▶ [Data supplied]

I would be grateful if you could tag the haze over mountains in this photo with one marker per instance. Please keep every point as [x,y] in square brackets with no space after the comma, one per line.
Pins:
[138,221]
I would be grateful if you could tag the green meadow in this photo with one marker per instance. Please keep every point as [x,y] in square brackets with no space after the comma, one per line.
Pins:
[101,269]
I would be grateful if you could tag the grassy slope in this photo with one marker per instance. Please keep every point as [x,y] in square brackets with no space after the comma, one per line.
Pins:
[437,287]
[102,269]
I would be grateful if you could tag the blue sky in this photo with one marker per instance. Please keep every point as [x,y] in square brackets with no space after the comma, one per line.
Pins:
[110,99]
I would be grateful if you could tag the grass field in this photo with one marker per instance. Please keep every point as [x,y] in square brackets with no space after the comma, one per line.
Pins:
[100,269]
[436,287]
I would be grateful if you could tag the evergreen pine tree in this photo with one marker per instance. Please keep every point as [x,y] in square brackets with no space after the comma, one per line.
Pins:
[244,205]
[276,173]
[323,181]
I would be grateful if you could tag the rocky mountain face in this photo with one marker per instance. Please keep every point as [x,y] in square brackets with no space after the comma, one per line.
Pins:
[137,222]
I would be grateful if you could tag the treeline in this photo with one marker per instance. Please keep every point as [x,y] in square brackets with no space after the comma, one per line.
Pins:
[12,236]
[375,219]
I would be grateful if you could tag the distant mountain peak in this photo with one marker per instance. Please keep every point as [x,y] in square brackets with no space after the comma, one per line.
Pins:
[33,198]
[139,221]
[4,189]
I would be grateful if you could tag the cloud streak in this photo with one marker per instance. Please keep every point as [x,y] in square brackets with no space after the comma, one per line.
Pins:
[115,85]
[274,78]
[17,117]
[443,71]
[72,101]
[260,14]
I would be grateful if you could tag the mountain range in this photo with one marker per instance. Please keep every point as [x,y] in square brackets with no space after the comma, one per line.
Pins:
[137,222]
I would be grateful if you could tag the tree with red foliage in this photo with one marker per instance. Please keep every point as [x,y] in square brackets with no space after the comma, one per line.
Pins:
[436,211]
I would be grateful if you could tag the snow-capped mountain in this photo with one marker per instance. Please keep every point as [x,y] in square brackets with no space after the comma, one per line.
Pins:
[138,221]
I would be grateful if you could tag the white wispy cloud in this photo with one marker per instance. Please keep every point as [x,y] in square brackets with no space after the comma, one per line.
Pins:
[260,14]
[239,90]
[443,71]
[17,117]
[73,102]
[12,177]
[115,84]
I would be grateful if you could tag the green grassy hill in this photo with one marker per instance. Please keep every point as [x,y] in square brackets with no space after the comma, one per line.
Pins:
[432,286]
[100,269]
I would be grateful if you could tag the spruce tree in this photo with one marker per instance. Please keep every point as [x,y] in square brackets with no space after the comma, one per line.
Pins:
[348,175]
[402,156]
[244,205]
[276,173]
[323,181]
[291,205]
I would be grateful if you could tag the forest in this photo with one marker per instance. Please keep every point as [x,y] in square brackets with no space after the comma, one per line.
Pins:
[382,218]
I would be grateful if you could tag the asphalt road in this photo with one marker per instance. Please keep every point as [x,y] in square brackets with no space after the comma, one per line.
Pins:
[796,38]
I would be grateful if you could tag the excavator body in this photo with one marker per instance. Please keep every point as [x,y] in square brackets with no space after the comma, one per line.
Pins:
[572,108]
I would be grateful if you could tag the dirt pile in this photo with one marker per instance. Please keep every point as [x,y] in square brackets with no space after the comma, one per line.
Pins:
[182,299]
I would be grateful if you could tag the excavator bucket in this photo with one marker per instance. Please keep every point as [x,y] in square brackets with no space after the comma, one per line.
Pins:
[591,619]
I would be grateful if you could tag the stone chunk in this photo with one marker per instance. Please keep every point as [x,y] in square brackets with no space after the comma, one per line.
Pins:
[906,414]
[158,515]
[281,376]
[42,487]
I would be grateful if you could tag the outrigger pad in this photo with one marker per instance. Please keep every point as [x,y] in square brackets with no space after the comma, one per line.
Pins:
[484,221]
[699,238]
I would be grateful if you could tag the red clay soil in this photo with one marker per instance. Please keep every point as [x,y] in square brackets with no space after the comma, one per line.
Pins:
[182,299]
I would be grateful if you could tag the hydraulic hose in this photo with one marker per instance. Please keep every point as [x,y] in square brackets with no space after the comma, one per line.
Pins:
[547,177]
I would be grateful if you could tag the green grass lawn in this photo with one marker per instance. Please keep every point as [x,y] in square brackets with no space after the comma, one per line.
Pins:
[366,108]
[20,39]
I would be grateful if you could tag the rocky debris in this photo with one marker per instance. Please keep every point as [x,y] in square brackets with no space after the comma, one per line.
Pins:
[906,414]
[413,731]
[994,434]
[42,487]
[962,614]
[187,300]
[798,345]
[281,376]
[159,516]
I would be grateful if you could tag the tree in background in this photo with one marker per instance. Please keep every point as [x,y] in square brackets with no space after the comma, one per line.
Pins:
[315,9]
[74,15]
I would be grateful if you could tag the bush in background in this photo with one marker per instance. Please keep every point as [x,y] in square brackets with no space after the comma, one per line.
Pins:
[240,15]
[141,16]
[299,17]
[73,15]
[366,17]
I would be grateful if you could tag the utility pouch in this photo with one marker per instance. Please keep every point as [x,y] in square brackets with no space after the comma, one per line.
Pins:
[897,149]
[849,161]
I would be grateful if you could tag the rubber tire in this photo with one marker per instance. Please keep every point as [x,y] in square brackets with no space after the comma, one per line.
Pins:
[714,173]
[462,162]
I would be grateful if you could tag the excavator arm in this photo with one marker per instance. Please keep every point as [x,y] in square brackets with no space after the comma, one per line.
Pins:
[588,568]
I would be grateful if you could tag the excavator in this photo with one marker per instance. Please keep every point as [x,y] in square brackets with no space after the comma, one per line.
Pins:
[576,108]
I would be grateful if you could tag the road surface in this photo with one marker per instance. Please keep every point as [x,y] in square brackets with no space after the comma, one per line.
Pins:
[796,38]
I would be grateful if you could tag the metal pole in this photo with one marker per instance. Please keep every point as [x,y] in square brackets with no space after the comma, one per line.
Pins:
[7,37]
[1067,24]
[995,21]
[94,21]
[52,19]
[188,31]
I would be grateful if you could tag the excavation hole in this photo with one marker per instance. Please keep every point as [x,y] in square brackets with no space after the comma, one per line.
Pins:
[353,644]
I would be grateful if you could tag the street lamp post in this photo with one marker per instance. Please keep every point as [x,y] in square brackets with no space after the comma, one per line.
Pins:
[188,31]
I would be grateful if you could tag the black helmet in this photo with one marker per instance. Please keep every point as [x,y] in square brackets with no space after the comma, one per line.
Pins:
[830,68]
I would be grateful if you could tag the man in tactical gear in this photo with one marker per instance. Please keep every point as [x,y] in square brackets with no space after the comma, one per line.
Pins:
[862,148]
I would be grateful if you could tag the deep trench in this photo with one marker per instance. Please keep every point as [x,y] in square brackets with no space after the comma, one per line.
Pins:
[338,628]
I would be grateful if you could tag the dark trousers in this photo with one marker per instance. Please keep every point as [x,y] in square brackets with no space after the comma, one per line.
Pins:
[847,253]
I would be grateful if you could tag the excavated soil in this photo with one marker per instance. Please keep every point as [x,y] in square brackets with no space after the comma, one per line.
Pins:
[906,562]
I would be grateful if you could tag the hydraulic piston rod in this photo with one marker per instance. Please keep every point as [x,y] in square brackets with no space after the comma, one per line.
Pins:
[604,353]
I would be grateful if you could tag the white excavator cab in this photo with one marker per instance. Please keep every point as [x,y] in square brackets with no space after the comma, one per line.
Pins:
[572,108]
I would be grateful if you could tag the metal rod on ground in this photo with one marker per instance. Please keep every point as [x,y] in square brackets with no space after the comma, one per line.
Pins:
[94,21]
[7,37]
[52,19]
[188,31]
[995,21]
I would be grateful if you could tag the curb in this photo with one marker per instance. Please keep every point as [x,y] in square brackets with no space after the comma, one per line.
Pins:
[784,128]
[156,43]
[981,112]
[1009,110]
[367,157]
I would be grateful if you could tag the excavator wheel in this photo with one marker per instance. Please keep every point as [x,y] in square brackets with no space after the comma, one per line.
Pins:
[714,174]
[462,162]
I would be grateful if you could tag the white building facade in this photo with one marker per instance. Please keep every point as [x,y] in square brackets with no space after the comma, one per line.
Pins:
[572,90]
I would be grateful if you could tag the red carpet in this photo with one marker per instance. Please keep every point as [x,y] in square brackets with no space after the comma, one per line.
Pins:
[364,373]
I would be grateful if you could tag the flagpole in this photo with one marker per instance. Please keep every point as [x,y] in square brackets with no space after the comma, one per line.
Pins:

▶ [Exercise brief] From the data above, reproduce word for word the lines running from the line with "I would be grateful if you could tag the bush" to the line with "I would be grateful if you could tag the utility", ends included.

▶ [Task output]
I would be grateful if you could tag the bush in background in this photo with one marker per instance. Please keep every point as [x,y] in square brackets with no space after the comma, one per line.
Pins:
[240,15]
[141,16]
[299,17]
[73,15]
[366,17]
I would be grateful if you could tag the utility pouch in this photo with one marker per instance. Please keep every point as [x,y] in square brackets with no space after the comma, one per line.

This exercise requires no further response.